● **Given problem 1**: The housing price prediction write-up says its prediction accuracy is comparable to what?
● **Given problem 2**: In the records, switch "wall" to "fence" across the stretch from the line containing "the white painted" through the line containing "[[384, 182]]". Write out only those lines, with everything else left unchanged.

- This personal project was inspired by my own experience in housing market. I was wondering what I can achieve with public data and Data Science methods.
- Built upon extensive research of domain knowledge, my model is very simple yet powerful. It used the data with most information, followed the trends in space and time.
- The prediction accuracy is comparable to Zillow Zestimate, although I don’t really think this accuracy number matters too much. The variation is still too large which is in part due to the nature of house sale/bid process.
- Instead of trying to improve prediction accuracy numbers, I think it is more practical to list more reasonable comparable sales to user.
I was looking at local housing market some time ago and found it was difficult to judge how much a house worth or how much it will be sold at. Real State agents could have a very good estimate based on their experience, but it is really an overwhelming problem for first time home buyer or seller.
- There are many aspects about a house that could affect how much it worth to buyer. And every buyer has different preference and priorities about these aspects.
- Only a subset of all possible buyers will see the house listing and consider it seriously. The actual candidate buyer pool is small and very susceptible to random factors like timing and other details.
- The negotiations involve more random events and human decisions.

● **Data in this exercise**:
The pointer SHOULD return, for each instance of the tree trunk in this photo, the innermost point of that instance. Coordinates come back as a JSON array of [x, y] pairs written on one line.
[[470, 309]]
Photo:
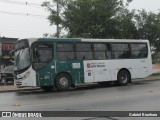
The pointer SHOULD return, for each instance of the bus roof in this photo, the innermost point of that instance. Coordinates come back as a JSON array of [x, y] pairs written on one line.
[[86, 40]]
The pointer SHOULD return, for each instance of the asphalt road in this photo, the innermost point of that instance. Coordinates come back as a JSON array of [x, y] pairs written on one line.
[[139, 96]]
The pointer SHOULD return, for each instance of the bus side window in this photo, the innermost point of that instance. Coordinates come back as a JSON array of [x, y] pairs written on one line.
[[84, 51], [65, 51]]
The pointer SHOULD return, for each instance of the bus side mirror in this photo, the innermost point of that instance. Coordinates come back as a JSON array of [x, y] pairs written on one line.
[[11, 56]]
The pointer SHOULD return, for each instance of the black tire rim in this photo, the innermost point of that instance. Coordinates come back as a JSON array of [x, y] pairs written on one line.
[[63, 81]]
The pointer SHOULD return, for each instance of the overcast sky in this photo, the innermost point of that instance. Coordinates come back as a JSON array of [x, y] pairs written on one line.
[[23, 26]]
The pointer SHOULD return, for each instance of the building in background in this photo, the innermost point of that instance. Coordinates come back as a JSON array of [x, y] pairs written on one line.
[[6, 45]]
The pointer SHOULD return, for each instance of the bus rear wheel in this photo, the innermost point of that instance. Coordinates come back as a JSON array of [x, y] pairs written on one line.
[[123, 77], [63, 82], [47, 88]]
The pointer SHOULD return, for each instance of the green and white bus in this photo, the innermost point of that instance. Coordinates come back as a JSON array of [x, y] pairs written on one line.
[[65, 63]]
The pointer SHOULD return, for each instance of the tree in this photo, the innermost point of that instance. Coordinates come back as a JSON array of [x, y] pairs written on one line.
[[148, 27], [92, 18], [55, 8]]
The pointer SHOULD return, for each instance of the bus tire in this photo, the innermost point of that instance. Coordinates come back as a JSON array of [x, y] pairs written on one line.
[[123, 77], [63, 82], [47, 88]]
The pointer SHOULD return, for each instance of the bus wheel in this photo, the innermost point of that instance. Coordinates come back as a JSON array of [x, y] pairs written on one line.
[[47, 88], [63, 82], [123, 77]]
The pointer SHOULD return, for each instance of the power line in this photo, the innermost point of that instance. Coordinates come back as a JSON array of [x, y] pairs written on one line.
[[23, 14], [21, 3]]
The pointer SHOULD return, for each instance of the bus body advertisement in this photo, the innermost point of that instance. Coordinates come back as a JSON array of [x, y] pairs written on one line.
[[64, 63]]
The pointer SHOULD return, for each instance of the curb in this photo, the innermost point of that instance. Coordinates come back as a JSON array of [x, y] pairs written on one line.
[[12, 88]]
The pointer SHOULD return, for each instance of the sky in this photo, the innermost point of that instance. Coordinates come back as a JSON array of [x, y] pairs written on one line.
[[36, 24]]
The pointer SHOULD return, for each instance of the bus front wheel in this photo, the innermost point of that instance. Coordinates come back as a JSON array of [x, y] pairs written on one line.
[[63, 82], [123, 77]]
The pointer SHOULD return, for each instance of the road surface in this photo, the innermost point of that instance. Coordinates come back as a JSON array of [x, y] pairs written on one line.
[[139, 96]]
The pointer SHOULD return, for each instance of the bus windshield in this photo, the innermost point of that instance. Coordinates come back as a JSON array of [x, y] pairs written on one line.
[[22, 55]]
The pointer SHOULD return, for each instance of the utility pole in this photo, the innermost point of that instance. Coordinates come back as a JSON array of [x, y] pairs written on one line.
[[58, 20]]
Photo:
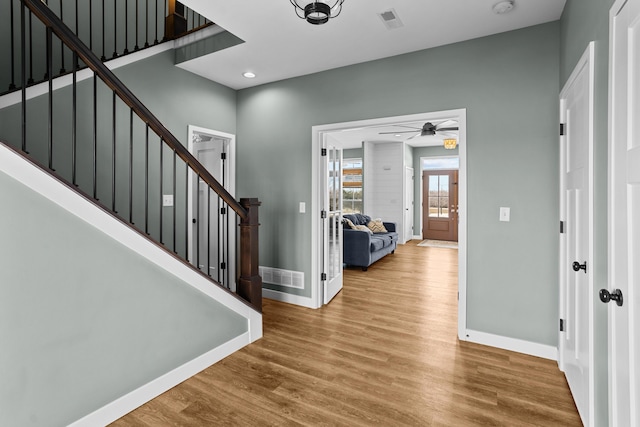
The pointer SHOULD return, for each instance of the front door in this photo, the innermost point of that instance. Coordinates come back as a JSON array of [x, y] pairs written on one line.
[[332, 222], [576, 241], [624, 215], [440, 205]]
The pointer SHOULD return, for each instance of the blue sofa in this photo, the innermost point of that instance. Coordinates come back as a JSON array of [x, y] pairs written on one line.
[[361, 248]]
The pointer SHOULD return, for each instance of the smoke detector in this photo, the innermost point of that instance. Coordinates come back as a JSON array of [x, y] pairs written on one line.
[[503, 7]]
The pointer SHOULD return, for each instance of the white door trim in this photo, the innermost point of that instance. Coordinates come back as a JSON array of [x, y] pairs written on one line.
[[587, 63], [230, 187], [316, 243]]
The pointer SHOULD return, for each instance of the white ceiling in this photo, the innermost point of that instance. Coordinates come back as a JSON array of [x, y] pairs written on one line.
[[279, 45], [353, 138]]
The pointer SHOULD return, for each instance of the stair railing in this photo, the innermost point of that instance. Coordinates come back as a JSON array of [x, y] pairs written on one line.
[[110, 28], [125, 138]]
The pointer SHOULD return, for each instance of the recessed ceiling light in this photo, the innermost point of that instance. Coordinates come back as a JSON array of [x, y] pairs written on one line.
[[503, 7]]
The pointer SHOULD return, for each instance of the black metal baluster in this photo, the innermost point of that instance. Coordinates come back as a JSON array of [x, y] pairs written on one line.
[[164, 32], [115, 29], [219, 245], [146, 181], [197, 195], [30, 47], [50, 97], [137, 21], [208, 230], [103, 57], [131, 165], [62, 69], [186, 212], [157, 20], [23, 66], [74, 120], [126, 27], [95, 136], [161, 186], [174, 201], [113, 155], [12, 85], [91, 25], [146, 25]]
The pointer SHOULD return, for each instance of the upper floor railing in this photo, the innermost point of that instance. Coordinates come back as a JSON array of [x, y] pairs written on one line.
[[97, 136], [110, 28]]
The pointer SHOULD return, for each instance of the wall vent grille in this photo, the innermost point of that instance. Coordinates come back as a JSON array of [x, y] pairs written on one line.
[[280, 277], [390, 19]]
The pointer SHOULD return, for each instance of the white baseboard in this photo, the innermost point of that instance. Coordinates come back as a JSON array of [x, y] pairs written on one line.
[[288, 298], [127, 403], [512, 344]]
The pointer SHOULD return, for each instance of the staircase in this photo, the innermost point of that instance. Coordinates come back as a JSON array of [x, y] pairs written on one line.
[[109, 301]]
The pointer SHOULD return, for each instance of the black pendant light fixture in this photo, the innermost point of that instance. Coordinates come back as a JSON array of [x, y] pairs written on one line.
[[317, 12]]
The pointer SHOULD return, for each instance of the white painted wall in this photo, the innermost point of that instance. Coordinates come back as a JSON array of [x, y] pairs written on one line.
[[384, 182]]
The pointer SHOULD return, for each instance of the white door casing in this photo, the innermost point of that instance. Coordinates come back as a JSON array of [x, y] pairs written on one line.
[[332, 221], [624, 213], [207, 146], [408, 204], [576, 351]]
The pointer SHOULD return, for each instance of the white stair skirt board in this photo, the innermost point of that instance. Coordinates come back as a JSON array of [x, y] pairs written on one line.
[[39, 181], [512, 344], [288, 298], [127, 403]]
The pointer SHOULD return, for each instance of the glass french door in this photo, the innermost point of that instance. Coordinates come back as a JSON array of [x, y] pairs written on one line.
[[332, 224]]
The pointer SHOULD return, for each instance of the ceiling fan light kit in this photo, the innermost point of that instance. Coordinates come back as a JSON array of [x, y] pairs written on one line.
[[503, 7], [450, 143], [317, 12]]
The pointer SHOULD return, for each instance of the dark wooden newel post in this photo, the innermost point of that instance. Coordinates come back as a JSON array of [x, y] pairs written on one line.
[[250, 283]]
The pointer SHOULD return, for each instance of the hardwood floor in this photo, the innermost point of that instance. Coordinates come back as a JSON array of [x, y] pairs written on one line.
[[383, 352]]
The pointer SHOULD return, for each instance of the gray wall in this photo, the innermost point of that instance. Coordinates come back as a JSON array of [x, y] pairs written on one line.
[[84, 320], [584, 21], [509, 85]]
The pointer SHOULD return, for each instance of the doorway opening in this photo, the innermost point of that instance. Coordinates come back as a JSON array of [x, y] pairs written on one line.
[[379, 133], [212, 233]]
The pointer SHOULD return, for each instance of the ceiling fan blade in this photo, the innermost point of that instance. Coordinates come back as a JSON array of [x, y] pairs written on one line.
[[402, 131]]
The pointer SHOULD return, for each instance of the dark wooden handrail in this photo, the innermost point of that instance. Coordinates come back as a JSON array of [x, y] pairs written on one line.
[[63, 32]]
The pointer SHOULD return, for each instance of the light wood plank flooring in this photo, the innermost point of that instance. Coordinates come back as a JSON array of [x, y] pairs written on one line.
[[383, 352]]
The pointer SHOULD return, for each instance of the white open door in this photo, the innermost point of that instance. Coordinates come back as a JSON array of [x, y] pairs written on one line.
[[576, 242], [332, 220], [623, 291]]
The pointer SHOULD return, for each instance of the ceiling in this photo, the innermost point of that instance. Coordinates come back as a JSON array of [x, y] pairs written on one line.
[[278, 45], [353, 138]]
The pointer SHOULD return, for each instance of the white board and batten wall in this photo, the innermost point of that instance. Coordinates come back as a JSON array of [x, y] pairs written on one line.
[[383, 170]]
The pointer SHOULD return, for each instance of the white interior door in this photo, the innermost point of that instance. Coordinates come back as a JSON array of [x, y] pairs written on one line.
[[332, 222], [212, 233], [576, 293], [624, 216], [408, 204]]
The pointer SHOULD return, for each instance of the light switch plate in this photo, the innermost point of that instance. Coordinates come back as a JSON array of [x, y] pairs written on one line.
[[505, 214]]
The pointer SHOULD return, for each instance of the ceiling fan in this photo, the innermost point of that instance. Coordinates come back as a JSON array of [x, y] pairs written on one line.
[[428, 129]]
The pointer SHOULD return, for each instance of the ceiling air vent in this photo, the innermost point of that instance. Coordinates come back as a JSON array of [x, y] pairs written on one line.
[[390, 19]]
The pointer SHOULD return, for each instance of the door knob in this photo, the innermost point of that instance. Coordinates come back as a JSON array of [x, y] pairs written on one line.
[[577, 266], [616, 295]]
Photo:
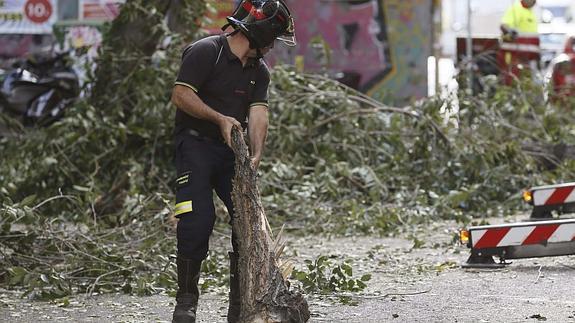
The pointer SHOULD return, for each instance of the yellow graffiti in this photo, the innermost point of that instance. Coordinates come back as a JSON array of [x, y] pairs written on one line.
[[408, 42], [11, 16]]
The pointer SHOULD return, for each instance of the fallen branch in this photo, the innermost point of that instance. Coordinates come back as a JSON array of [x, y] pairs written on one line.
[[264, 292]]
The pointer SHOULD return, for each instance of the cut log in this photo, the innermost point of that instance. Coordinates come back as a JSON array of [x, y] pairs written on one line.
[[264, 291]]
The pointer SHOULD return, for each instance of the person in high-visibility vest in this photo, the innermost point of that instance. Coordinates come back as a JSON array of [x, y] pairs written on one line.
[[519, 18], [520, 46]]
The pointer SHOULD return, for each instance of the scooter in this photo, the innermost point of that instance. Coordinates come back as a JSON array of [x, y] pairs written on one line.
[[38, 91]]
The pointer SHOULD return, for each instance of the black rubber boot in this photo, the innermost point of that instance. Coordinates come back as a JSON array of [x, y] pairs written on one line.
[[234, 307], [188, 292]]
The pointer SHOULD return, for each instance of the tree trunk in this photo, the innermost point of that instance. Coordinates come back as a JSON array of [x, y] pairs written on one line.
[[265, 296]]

● **Result 1**: Zillow Zestimate

● **Result 2**:
The pointer SHOULD return, for each instance of the white painted fence in this photo, the innermost point of that instance. Coordinates come back as a JSON array of [x, y] pairs written on one line.
[[384, 182]]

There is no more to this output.